**TASK GOAL**:
Within the entries below, the lines from the one with "The component shall return one point per instance of the small" through the one with "The component shall return one point per instance of the cloud" are to be set down exactly, both ends kept.

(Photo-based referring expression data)

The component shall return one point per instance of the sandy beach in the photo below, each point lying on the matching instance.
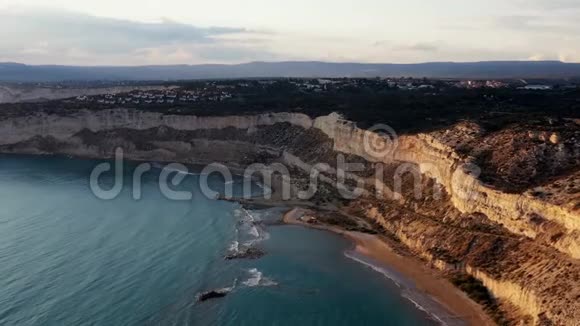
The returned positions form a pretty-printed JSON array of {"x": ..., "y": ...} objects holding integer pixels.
[{"x": 424, "y": 286}]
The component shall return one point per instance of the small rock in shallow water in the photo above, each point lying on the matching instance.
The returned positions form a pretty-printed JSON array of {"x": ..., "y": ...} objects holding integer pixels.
[
  {"x": 247, "y": 253},
  {"x": 213, "y": 294}
]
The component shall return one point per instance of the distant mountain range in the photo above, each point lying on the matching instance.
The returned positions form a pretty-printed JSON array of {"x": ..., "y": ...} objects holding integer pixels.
[{"x": 15, "y": 72}]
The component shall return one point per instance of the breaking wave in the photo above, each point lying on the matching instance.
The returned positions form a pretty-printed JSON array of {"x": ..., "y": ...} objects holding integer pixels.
[{"x": 257, "y": 279}]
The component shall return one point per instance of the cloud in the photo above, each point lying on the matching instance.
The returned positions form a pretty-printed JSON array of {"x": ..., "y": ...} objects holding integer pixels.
[
  {"x": 411, "y": 47},
  {"x": 550, "y": 4},
  {"x": 42, "y": 36}
]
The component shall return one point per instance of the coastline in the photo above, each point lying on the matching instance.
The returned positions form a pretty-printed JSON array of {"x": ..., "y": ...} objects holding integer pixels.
[
  {"x": 424, "y": 287},
  {"x": 427, "y": 289}
]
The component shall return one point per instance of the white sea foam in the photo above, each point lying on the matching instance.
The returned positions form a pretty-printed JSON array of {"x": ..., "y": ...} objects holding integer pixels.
[
  {"x": 254, "y": 232},
  {"x": 258, "y": 279},
  {"x": 234, "y": 247},
  {"x": 422, "y": 301}
]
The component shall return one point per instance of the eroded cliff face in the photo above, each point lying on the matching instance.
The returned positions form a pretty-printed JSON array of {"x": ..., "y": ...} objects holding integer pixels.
[{"x": 523, "y": 247}]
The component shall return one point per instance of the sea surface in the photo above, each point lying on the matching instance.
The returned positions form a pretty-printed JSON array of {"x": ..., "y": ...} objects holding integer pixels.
[{"x": 70, "y": 258}]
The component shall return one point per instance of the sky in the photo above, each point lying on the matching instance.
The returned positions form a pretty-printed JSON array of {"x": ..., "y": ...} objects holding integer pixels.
[{"x": 145, "y": 32}]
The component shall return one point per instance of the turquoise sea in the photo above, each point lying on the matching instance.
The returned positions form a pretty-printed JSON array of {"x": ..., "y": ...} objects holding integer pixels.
[{"x": 69, "y": 258}]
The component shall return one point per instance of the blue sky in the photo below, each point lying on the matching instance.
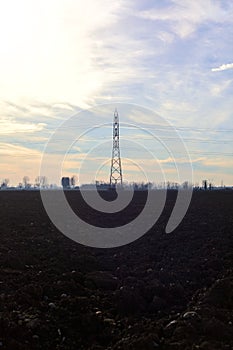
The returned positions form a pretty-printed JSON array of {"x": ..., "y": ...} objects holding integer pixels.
[{"x": 172, "y": 57}]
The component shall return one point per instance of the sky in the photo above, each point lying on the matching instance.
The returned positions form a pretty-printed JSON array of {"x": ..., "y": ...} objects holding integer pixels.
[{"x": 166, "y": 65}]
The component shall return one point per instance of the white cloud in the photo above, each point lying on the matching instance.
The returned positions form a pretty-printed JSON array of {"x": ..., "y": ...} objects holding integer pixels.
[{"x": 223, "y": 67}]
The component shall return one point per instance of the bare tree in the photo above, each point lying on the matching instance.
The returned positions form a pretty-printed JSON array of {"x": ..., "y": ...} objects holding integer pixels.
[
  {"x": 5, "y": 183},
  {"x": 41, "y": 181}
]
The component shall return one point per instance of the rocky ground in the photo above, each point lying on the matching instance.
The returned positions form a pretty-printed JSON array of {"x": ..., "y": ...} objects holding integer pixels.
[{"x": 164, "y": 291}]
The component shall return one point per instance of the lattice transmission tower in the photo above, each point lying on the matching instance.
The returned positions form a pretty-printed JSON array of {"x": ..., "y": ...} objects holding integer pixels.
[{"x": 116, "y": 171}]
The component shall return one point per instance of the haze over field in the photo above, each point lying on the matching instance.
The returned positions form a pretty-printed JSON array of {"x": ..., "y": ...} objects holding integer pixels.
[{"x": 171, "y": 57}]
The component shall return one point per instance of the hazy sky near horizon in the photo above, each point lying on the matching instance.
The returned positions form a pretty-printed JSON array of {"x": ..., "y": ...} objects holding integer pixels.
[{"x": 173, "y": 57}]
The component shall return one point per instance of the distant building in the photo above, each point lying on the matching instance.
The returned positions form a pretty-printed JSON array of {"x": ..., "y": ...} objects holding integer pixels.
[{"x": 65, "y": 181}]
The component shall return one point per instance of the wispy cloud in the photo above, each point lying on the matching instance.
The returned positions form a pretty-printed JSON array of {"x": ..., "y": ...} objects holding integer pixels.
[{"x": 223, "y": 67}]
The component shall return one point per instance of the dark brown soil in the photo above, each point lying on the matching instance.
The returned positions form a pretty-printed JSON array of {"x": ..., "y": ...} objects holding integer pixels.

**COMPLETED TASK**:
The component shall return one point per instance of the small rock in shallow water in the photo above, each point lying on the matching instance.
The returned positions form a pretty-printed JSON array of {"x": ..., "y": ...} objects holding integer pixels.
[
  {"x": 247, "y": 253},
  {"x": 213, "y": 294}
]
The component shall return one point per instance of the distant mountain range in the photo above, each point lying on the matching instance.
The returned positions form a pretty-printed JSON array of {"x": ..., "y": ...} objects holding integer pixels.
[{"x": 15, "y": 72}]
The component shall return one point per instance of the breaking wave in the photo above, each point lying on the matching instance.
The returned positions form a pretty-printed JSON array of {"x": ..., "y": ...} objects holding integer pixels.
[{"x": 257, "y": 279}]
The component shall return one point per instance of the cloud in the photo above, each point lying on the matching instance.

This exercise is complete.